→ ABOUT THIS EXERCISE
Reproduce every entry exactly as shown.

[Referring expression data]
-.-.-

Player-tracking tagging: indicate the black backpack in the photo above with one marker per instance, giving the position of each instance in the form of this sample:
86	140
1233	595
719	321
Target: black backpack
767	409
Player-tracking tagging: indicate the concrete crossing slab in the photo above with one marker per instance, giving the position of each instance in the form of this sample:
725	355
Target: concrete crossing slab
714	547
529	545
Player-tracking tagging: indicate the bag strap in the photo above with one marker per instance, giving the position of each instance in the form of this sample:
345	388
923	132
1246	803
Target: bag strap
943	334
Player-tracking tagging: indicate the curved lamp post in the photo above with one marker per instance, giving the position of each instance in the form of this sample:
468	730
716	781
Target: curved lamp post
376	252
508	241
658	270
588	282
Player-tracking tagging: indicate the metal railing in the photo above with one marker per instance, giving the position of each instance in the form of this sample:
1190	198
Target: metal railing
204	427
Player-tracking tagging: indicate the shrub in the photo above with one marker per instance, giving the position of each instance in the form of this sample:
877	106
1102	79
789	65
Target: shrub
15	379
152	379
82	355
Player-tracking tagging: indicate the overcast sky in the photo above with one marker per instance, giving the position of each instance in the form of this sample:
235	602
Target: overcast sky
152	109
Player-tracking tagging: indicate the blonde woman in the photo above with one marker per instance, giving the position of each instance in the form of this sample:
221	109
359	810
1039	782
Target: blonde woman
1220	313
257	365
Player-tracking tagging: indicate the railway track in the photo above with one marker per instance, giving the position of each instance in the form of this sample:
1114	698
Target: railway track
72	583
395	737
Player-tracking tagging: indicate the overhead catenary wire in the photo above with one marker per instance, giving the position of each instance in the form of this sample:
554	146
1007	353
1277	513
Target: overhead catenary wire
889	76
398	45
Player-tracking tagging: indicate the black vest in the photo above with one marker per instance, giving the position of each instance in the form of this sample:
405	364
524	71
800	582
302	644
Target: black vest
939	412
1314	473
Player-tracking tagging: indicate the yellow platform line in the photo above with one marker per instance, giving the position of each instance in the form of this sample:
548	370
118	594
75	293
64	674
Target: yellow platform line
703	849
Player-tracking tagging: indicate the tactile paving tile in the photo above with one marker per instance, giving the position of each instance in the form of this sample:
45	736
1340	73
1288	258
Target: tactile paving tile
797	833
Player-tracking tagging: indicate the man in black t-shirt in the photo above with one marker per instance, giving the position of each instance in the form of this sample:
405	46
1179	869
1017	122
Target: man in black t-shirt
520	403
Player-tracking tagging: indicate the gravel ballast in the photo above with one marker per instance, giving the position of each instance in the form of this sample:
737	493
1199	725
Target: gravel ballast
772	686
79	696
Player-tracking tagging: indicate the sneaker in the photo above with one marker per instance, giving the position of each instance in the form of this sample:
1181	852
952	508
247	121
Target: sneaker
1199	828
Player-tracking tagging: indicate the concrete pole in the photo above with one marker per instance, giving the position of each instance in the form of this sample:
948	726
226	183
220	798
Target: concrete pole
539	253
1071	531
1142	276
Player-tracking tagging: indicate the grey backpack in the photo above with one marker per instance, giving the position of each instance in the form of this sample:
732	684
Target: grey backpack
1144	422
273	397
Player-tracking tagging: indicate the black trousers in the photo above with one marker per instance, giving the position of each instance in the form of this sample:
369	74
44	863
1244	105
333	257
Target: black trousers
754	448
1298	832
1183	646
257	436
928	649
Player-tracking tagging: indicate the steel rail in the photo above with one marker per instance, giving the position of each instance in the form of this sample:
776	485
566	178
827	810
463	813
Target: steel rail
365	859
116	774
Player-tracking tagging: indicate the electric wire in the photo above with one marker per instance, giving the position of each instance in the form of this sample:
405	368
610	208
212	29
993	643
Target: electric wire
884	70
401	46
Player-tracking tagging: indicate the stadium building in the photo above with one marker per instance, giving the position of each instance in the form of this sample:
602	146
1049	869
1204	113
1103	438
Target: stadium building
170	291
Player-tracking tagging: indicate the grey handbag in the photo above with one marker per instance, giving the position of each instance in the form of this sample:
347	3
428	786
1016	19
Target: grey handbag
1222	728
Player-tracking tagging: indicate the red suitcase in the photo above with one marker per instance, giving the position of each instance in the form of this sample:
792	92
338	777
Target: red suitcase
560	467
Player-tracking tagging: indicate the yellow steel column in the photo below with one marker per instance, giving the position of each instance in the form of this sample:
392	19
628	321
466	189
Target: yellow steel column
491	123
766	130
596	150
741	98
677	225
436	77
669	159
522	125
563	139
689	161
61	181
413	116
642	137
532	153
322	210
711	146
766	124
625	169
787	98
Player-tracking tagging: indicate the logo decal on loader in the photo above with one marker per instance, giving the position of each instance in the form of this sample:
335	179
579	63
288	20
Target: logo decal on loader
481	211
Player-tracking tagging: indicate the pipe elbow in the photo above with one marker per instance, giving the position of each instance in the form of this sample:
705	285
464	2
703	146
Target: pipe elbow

-.-.-

→ EXERCISE RESPONSE
Player-tracking tagging: indicate the black backpack in the photo above with one marker per instance, giving the position of each instance in the form of this sample:
86	140
1233	595
719	321
Target: black backpack
767	409
Player-tracking tagging: indicate the concrete crossing slab in the photo above with one marker per instance, giving the position of each instance in the form of this sample:
725	355
Target: concrete crossing slab
714	547
529	545
Player-tracking tagging: indicate the bag strap in the photo above with one marker per instance, giving the position of each instance in the form of this sample:
345	388
923	132
1246	803
Target: bag strap
943	334
Player-tracking tagging: indicate the curved lamp post in the photo above with one marker per instance, giving the position of each instance in the form of this sample:
468	730
716	781
Target: curved lamp post
376	252
508	241
658	270
588	282
Player-tracking tagging: indicate the metal railing in the photo above with one marker per instance, giving the position of each instance in the form of this sample:
1190	198
Target: metal railing
204	427
Player-tracking tagging: indicate the shrub in the photo above with one marker per instance, giving the position of each instance in the form of this sample:
877	106
1102	79
789	65
Target: shrub
15	379
152	379
82	355
Player-tracking tagging: indicate the overcast sky in the photo above with one marker per instance, giving the position of each instance in the form of this sample:
235	602
Target: overcast sky
152	109
Player-tracking tagging: indicate the blonde woman in the photo above with one marker per instance, giving the position of each instance in the form of this sample:
221	109
359	810
1039	782
Target: blonde woman
1220	313
257	365
Player-tracking tagging: indicate the railway track in the photo above with one marker per instance, giving the position of each instance in the form of this sample:
1114	698
Target: railway track
72	583
395	737
Player-tracking tagging: indicate the overhead catenary wire in the photo above with one marker per instance, giving the position of each instance in the form of this sample:
554	146
1007	353
1277	513
Target: overhead catenary wire
889	76
398	45
Player-tracking tagging: indicate the black vest in the photo above with one marker per instance, giving the position of each instance in the form of this sample:
405	364
524	71
800	582
302	644
Target: black vest
939	412
1314	473
Player-tracking tagging: indicate the yellow platform line in the photo above with one marker per instance, giving the position of each instance in the form of this sample:
548	370
118	594
75	293
64	674
Target: yellow platform line
703	849
Player-tracking tagging: indicate the tactile paving tile in the photo above with one marker per instance, giving the position of each instance in the form of this sample:
45	736
1340	73
1288	258
Target: tactile paving tile
797	833
Player-tracking tagging: indicate the man in black t-shirt in the photo above with one marker per instance, giving the position of each instance in the form of this sample:
405	46
1179	869
1017	122
Target: man in black t-shirt
520	403
Player-tracking tagging: indicate the gravel ballast in the photo above with one marker per instance, giving the position of each instance in the form of this sample:
737	493
1199	725
Target: gravel ballast
772	686
79	696
Player-tracking tagging: indicate the sneaker in the photo above with one marker per instance, giving the position of each instance in the form of this sample:
1181	852
952	508
247	121
Target: sneaker
1199	828
Player-tracking tagging: indicate the concrete pole in the photo above with one marker per instance, giving the position of each instance in the form of this sample:
948	726
226	183
220	798
Target: concrete pole
539	253
1071	531
1142	276
Player-tracking tagging: indicate the grey backpack in the photo above with one marker per instance, giving the position of each instance in the form of this sample:
732	684
Target: grey backpack
1144	422
273	397
Player-tracking tagging: indicate the black trousers in the photo above with one marker per instance, giving the position of each instance in the form of this sample:
369	74
44	863
1244	105
333	257
Target: black trousers
754	448
1298	832
1183	646
257	436
928	649
Player-tracking tagging: indicate the steel rail in the photo above with one marker per instance, giving the position of each instance in the form of this sample:
776	485
566	178
827	810
463	813
Target: steel rail
365	859
116	774
Player-tracking tagging: indicate the electric wire in the photo above with one marker per instance, giving the position of each instance in the form of this sample:
405	368
610	208
212	29
993	643
Target: electric wire
884	70
401	46
Player-tracking tagging: indicate the stadium building in the photo above with one marker per instance, giving the position of each instance in the form of this sample:
602	146
1049	869
1204	113
1103	438
Target: stadium building
170	291
Player-tracking tagging: indicate the grey handbag in the photo above with one marker per instance, giving the position of each instance in the form of this sample:
347	3
428	786
1016	19
Target: grey handbag
1222	728
Player-tracking tagging: indicate the red suitcase in the photo above with one marker per instance, giving the position of each instance in the form of this sample:
792	92
338	777
Target: red suitcase
560	467
Player-tracking tagging: indicate the yellow steel column in the photo below with one marker per instance, giving the position of each instance in the form of this sample:
392	19
628	321
466	189
Target: yellow steel column
491	123
766	130
596	150
741	98
677	225
436	77
669	159
522	125
563	139
689	161
61	181
413	116
642	137
532	153
322	210
711	146
766	124
625	169
787	98
Player-tracking tagging: indicate the logo decal on loader in the photo above with one marker per instance, giving the position of each instance in the form of this sample:
335	179
579	63
288	20
Target: logo decal on loader
481	211
Player-tracking tagging: indicate the pipe elbow in the photo above with one marker per instance, giving the position of each instance in the form of this sample:
705	285
464	2
703	146
Target: pipe elbow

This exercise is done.